Aufgabe A → Gib aus dem Text über Karl Schranz den Abschnitt von "Das war Kreisky" bis einschließlich "die Massen trat." wortgetreu aus.

━━━ Extrahierter Text ━━━

Schon am Flughafen warteten tausende Fans auf Karl Schranz, darunter die gesamte Führung der ÖVP als größter Oppositionspartei. Die heutige Flughafenautobahn gab es noch nicht. Daher standen auf der Straße bis ins Wiener Stadtzentrum 100.000 Schranz zujubelnde Wiener. Bundeskanzler Bruno Kreisky von der SPÖ gab ihm zu Ehren einen Empfang in der historischen Hofburg. Der sportliche Karli musste mehrmals auf den Balkon, um die Menge zu begrüßen.

Das war Kreisky zu viel. Er blieb im Zimmer, obwohl sich jeder Politiker gerne beim Bad in der Menge mit den Sportstars sonnt. Der Sonnenkönig genannte Kreisky sicher auch. Nur waren ihm das Kanzleramt, die Hofburg und vor allem der Balkon zu nahe am angrenzenden Heldenplatz. Dort hatte es den vor Schranz letzten hysterischen Menschenauflauf im Jahr 1938 gegeben: als Adolf Hitler mit seinen Nazis einmarschierte und ebenda vor die Massen trat.

Doch ich schweife ins Politische ab, obwohl ich aus einem anderen Grund viel mehr mit Sport zu tun habe: Ich bin ganz einfach Sportfan. Das schreibt sich so leicht. Aber wissen Sie, was das in meinem Fall als Politikwissenschaftler bedeutet? Mehr Widerspruch zwischen seriöser Wissenschaft und anständiger Politik einerseits sowie meinen Sportgeschichten andererseits, das geht nicht.

━━━

Aufgabe B → Verschiebe in der Auflistung vom Anfang bis einschließlich der Zeile mit "[(434, 31)]" jeden Koordinatenwert in den Ergebniszeilen um -13. Gib diese Zeilen vollständig mit allen übrigen Angaben wieder, aber ohne die Bilder.

━━━ Vorhandene Auflistung ━━━

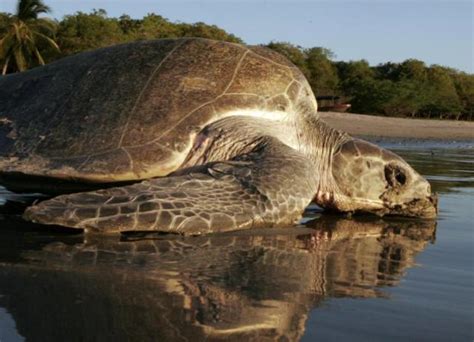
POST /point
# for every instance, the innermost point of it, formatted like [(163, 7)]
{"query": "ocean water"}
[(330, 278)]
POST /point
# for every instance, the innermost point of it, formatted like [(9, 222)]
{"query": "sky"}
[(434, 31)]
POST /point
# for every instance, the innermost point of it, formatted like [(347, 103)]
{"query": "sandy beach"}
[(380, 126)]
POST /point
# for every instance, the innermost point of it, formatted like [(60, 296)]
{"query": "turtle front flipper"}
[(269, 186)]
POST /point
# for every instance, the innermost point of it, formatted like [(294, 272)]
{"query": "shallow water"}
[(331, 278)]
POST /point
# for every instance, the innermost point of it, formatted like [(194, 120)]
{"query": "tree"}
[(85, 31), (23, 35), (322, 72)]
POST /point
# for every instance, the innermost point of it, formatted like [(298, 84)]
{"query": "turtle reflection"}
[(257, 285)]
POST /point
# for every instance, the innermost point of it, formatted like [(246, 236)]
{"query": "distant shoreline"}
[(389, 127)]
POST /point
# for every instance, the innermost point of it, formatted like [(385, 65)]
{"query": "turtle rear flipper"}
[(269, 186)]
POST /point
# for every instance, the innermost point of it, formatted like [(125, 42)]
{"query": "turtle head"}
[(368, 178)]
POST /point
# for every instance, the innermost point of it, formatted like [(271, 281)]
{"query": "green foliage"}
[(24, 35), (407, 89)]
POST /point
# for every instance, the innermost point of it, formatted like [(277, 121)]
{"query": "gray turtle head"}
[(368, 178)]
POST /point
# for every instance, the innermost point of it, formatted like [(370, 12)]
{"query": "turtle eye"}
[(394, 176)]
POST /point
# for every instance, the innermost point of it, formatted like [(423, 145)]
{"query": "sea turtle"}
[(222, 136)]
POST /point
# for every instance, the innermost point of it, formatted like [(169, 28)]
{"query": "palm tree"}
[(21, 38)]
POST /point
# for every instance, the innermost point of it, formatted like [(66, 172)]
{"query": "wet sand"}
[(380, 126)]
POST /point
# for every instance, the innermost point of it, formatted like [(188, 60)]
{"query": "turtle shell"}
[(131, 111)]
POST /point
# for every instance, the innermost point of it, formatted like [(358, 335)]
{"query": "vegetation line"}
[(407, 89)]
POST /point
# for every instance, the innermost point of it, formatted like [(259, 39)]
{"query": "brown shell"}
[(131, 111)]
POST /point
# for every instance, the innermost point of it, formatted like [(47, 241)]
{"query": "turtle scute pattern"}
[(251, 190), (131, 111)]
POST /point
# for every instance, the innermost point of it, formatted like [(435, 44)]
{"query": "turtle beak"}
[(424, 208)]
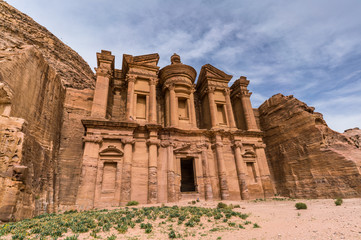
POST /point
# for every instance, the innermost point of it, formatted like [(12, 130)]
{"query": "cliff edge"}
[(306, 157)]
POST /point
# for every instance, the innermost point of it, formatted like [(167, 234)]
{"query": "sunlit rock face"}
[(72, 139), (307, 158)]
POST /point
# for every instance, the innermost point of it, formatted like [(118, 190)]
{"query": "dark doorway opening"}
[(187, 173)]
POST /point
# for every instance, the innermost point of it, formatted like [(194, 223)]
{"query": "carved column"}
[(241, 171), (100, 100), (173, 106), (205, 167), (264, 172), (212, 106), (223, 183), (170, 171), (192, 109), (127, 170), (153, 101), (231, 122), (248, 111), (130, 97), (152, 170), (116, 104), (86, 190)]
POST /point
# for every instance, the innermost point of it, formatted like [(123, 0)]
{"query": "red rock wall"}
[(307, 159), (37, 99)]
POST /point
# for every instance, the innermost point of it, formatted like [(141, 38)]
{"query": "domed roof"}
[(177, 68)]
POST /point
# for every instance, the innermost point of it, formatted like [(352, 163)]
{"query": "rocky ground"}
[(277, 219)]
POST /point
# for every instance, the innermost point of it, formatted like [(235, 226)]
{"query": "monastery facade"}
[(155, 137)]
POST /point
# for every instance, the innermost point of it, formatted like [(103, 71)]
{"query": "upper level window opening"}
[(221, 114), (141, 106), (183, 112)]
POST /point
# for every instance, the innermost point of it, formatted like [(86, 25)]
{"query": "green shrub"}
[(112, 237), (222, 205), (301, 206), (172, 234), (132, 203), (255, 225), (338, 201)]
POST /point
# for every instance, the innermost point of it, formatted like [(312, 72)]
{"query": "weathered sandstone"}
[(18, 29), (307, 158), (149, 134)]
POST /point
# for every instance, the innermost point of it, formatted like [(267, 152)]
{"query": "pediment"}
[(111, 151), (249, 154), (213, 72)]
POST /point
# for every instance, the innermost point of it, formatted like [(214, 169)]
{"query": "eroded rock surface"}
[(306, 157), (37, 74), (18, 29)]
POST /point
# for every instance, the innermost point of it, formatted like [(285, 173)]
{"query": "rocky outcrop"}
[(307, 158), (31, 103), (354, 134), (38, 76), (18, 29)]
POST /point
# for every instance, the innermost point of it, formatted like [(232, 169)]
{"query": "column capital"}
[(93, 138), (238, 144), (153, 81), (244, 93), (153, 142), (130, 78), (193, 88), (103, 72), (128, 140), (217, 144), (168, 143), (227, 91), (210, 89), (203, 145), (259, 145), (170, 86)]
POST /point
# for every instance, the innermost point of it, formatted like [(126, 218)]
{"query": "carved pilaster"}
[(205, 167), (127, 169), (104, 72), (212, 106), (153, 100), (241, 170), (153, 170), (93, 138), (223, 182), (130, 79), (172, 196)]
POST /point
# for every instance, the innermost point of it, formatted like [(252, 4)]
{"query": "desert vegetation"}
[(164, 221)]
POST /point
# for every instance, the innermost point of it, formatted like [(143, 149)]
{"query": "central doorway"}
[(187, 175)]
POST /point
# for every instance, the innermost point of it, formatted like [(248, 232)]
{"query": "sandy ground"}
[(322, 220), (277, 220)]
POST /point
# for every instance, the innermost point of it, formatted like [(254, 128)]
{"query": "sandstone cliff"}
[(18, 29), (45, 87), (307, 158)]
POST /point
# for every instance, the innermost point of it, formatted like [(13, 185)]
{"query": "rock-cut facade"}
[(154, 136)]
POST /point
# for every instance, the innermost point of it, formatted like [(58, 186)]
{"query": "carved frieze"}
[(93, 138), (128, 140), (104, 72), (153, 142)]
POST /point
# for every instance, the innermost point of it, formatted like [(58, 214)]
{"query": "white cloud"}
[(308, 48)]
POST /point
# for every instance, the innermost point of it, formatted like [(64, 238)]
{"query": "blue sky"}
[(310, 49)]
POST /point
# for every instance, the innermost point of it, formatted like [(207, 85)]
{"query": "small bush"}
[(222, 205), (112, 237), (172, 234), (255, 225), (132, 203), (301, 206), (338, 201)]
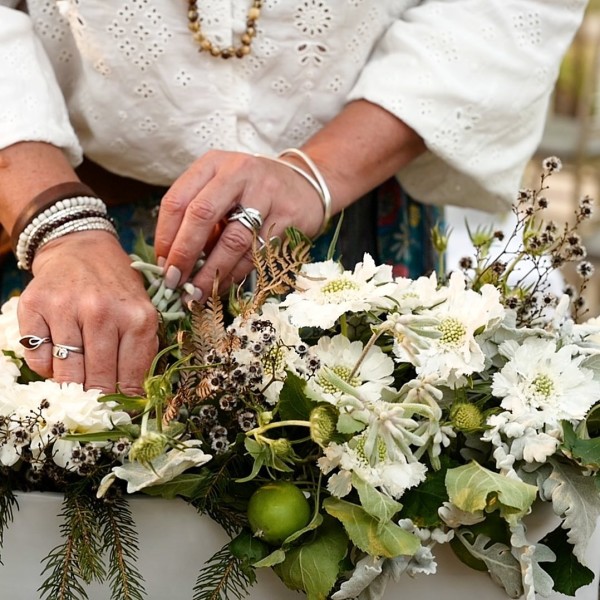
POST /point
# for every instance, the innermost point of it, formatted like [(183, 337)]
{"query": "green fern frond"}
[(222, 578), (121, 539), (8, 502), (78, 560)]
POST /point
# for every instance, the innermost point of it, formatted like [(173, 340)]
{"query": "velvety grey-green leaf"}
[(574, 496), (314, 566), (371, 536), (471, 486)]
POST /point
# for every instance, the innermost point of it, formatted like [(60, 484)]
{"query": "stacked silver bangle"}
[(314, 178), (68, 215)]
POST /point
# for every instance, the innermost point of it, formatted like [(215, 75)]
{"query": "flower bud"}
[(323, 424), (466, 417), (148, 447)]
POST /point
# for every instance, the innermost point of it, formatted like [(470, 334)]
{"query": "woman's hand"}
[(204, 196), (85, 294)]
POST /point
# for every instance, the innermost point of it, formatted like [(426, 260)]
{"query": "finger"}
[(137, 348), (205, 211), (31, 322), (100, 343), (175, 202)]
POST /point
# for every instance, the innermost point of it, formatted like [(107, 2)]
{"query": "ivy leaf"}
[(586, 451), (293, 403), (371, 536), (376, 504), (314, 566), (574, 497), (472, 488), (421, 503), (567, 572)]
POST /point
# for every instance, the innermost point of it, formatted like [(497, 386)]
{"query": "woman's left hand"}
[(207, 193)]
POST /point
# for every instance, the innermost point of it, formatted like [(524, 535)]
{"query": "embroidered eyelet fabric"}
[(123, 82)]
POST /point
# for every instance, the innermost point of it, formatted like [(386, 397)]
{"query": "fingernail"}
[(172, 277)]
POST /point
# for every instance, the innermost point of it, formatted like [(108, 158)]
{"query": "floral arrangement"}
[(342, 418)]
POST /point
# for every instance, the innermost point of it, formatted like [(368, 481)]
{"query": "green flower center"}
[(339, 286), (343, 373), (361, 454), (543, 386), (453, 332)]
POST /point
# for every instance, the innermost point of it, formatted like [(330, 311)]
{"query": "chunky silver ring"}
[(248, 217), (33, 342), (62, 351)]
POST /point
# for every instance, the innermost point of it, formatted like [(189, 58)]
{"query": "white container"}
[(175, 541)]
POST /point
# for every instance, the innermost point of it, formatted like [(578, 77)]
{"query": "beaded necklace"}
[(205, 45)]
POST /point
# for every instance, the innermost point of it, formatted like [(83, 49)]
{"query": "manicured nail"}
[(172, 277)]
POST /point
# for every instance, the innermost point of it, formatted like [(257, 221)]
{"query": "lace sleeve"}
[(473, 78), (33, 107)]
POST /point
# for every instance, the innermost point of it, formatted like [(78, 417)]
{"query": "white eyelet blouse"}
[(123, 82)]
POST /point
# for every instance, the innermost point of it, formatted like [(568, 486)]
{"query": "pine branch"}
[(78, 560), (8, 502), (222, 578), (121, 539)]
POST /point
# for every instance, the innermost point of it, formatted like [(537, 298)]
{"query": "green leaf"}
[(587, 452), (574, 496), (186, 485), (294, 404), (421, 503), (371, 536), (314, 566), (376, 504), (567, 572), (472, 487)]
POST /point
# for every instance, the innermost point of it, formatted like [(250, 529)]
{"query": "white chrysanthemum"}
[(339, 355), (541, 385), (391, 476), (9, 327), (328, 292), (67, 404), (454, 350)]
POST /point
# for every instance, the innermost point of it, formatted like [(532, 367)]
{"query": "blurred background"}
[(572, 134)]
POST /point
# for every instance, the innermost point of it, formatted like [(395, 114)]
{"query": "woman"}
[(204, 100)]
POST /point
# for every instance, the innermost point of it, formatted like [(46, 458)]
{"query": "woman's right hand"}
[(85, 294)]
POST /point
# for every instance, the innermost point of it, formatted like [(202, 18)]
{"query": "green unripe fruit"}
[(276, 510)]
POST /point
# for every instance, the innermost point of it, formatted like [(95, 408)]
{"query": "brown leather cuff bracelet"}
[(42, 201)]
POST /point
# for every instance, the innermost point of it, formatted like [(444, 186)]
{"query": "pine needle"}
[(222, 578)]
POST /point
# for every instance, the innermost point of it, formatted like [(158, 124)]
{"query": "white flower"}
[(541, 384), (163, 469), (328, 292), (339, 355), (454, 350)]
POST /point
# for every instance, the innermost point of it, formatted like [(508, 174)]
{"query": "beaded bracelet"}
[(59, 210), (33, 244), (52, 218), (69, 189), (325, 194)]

━━━

Lösung A →
Das war Kreisky zu viel. Er blieb im Zimmer, obwohl sich jeder Politiker gerne beim Bad in der Menge mit den Sportstars sonnt. Der Sonnenkönig genannte Kreisky sicher auch. Nur waren ihm das Kanzleramt, die Hofburg und vor allem der Balkon zu nahe am angrenzenden Heldenplatz. Dort hatte es den vor Schranz letzten hysterischen Menschenauflauf im Jahr 1938 gegeben: als Adolf Hitler mit seinen Nazis einmarschierte und ebenda vor die Massen trat.

Lösung B →
POST /point
# for every instance, the innermost point of it, formatted like [(163, 7)]
{"query": "ocean water"}
[(317, 265)]
POST /point
# for every instance, the innermost point of it, formatted like [(9, 222)]
{"query": "sky"}
[(421, 18)]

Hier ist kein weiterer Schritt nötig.